----- Data to process -----

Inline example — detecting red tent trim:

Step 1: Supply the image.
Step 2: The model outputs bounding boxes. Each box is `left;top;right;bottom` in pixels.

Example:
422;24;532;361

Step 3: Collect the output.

-----

To do → For the records above, give the number of lines that include the string "Step", with nothing added.

Task response → 3